_What you need to do_: Write out the data below as a JSON list of strings, one string per line, skipping blank lines and leaving out the pictures.

● ● ● ●

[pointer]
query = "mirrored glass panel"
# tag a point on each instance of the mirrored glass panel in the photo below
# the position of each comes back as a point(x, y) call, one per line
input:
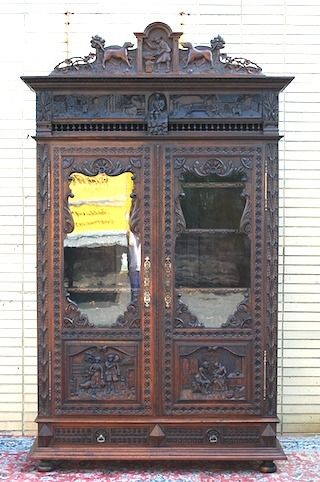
point(212, 254)
point(102, 255)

● ● ● ●

_Output of the task_:
[
  "[pointer]",
  "query = \"mirrored glass panel\"",
  "# tag a point on each instance of the mirrored glass panel in the photo below",
  "# the position of each comes back as a point(x, y) call, one per line",
  "input:",
  "point(212, 254)",
  "point(102, 255)"
]